ASSIGNMENT: Some lines in the entries contain the word "Subject". Copy all of them.
↓↓↓
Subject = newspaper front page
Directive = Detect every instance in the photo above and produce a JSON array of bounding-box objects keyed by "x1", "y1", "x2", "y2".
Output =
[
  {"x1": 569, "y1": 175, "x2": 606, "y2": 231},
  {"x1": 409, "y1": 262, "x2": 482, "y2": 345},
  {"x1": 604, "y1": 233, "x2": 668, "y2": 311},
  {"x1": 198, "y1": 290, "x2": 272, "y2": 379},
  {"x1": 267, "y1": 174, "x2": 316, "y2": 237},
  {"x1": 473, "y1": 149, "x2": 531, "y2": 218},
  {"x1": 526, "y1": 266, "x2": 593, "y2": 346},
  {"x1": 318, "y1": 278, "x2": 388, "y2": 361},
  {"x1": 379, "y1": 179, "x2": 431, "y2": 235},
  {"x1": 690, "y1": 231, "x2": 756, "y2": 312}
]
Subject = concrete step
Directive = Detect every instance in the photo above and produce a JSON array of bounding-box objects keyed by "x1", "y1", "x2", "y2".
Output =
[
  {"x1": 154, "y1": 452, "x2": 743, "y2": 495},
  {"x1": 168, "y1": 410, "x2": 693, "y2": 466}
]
↑↑↑
↓↓↓
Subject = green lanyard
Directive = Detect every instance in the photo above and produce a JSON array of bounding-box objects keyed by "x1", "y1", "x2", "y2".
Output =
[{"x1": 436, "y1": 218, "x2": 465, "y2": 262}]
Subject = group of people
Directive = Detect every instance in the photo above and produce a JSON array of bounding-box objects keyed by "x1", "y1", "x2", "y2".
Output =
↑↑↑
TASK SOLUTION:
Subject = newspaper front page
Subject = concrete step
Subject = green lanyard
Subject = group of people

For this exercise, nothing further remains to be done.